§ Exercise goal: Keep the wording of every entry intact in your copy, and omit the pictures.

BEGIN

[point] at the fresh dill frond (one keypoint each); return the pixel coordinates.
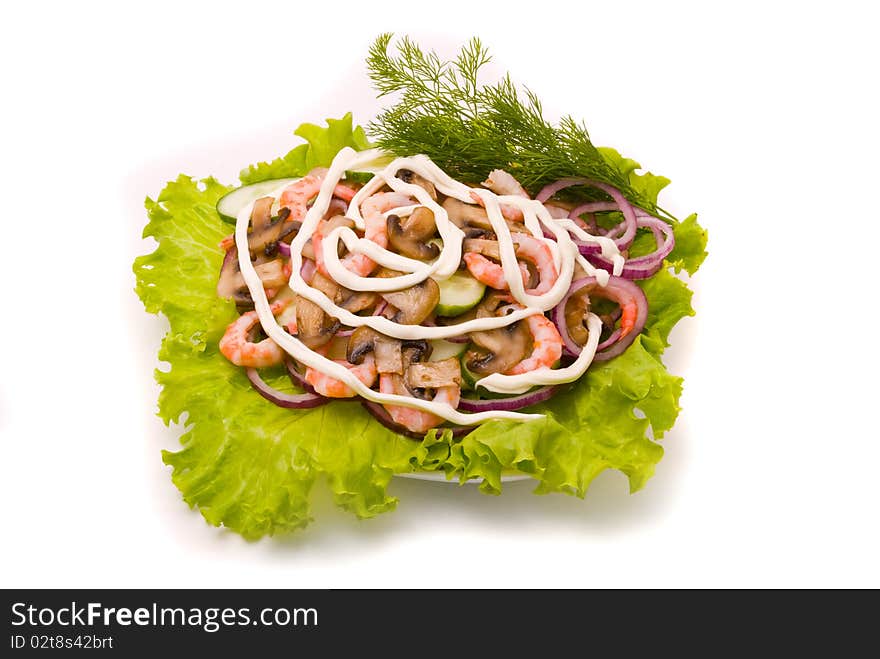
(469, 129)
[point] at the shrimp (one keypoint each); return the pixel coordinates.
(297, 195)
(530, 249)
(502, 183)
(331, 387)
(409, 417)
(376, 228)
(546, 346)
(236, 347)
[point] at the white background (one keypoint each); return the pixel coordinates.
(765, 117)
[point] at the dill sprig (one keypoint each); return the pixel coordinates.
(469, 129)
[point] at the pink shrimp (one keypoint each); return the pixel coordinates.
(331, 387)
(502, 183)
(297, 195)
(530, 249)
(546, 346)
(236, 347)
(375, 228)
(410, 417)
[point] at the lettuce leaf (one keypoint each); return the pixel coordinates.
(250, 466)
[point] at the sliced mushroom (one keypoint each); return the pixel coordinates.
(388, 354)
(432, 375)
(415, 303)
(482, 246)
(416, 351)
(409, 176)
(230, 281)
(409, 244)
(462, 214)
(264, 229)
(576, 310)
(313, 327)
(271, 273)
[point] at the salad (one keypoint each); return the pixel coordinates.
(494, 291)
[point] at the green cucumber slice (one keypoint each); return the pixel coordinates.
(458, 294)
(230, 204)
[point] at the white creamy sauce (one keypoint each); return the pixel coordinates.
(563, 250)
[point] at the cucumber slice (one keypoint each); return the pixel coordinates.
(441, 349)
(231, 203)
(458, 294)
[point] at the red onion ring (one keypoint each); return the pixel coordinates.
(641, 267)
(292, 401)
(296, 377)
(510, 404)
(307, 271)
(616, 289)
(621, 202)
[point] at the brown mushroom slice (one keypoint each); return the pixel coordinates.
(420, 224)
(462, 214)
(387, 351)
(333, 223)
(271, 273)
(415, 303)
(499, 349)
(358, 301)
(416, 350)
(576, 310)
(409, 176)
(328, 287)
(313, 327)
(432, 375)
(409, 244)
(263, 230)
(389, 357)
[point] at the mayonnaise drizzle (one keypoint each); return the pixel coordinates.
(563, 250)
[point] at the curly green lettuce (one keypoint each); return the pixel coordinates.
(250, 466)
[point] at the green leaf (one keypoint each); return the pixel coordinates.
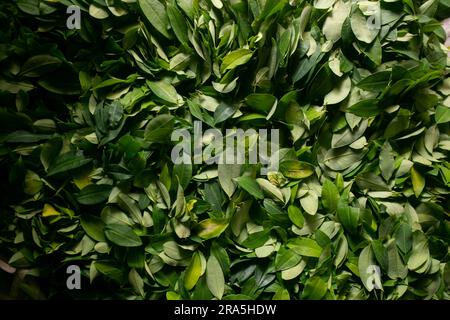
(94, 194)
(122, 235)
(366, 267)
(295, 169)
(360, 27)
(159, 128)
(39, 65)
(155, 13)
(348, 216)
(93, 226)
(339, 93)
(226, 173)
(193, 271)
(403, 237)
(250, 185)
(178, 23)
(365, 108)
(396, 267)
(376, 82)
(295, 215)
(387, 161)
(110, 271)
(214, 277)
(315, 288)
(418, 182)
(164, 91)
(261, 102)
(310, 203)
(66, 162)
(442, 114)
(348, 136)
(236, 58)
(286, 259)
(136, 282)
(330, 195)
(211, 228)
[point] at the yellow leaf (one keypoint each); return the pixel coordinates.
(49, 211)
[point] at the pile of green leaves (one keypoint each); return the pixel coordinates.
(86, 176)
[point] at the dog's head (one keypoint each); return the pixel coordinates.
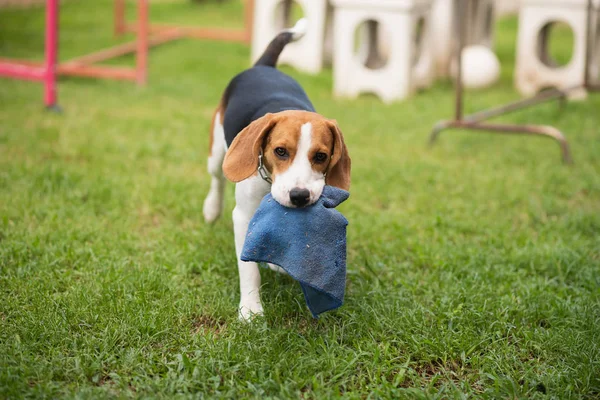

END

§ Solution for this exercise:
[point] at the fresh dill frond (one keypoint each); return the pixel coordinates.
(469, 129)
[point] at the shrimp (one keypoint each); return the pixel coordinates.
(297, 195)
(530, 249)
(502, 183)
(331, 387)
(409, 417)
(376, 228)
(546, 346)
(236, 347)
[point] at the white background (one keypoint each); return the pixel coordinates.
(765, 117)
[point] at the dill sprig (one keypoint each); return the pixel coordinates.
(469, 129)
[point] at the pink shrimp (one keypoint each); return the pixel coordinates.
(331, 387)
(502, 183)
(297, 195)
(530, 249)
(546, 346)
(236, 347)
(375, 228)
(410, 417)
[point] at the lettuce leaf (one keypoint each); return the pixel coordinates.
(250, 466)
[point] at the sliced mushroom (one keypoint each); return the pixel coordinates.
(388, 354)
(432, 375)
(415, 303)
(482, 246)
(416, 351)
(409, 176)
(230, 281)
(409, 244)
(462, 214)
(264, 229)
(576, 310)
(313, 327)
(271, 273)
[point] at the salad (one keypoint each); return the pixel coordinates.
(494, 291)
[point] at the green cucumber slice (one keypoint each); return the pixel coordinates.
(458, 294)
(230, 204)
[point] at the white creamy sauce (one keypoint each); return the pixel coordinates.
(563, 250)
[point] at the cucumber slice (one keypoint each); return the pixel coordinates.
(441, 349)
(231, 203)
(458, 294)
[point] at the red onion ring (one keypoint each); return the pixel coordinates.
(641, 267)
(292, 401)
(296, 377)
(510, 404)
(307, 271)
(616, 289)
(621, 202)
[point] at the brown mushroom slice (one keypoint each); return the pixel coordinates.
(420, 224)
(462, 214)
(387, 351)
(333, 223)
(271, 273)
(415, 303)
(499, 349)
(358, 301)
(416, 350)
(576, 310)
(409, 176)
(328, 287)
(313, 327)
(432, 375)
(409, 244)
(263, 230)
(389, 357)
[point] at the mayonnaise drizzle (one keypoint each); return the pixel coordinates.
(563, 250)
[point] at the curly green lettuce (one keypoint each); return the pixel coordinates.
(250, 466)
[point] at the green leaf (one keypoint each); return the pixel coordinates.
(94, 194)
(122, 235)
(366, 267)
(295, 169)
(360, 27)
(159, 128)
(39, 65)
(155, 13)
(348, 216)
(93, 226)
(339, 93)
(226, 173)
(193, 271)
(403, 237)
(250, 185)
(178, 23)
(365, 108)
(396, 267)
(376, 82)
(295, 215)
(387, 161)
(110, 271)
(214, 277)
(315, 288)
(418, 182)
(164, 91)
(261, 102)
(310, 203)
(66, 162)
(442, 114)
(348, 136)
(236, 58)
(286, 259)
(136, 282)
(330, 195)
(211, 228)
[point] at the yellow leaf (one keypoint each); return the pixel coordinates.
(49, 211)
[point] at the pile of green leaves (one keypoint each); return the pixel coordinates.
(86, 176)
[point] at the dog's head (one keypoint each); return the pixel coordinates.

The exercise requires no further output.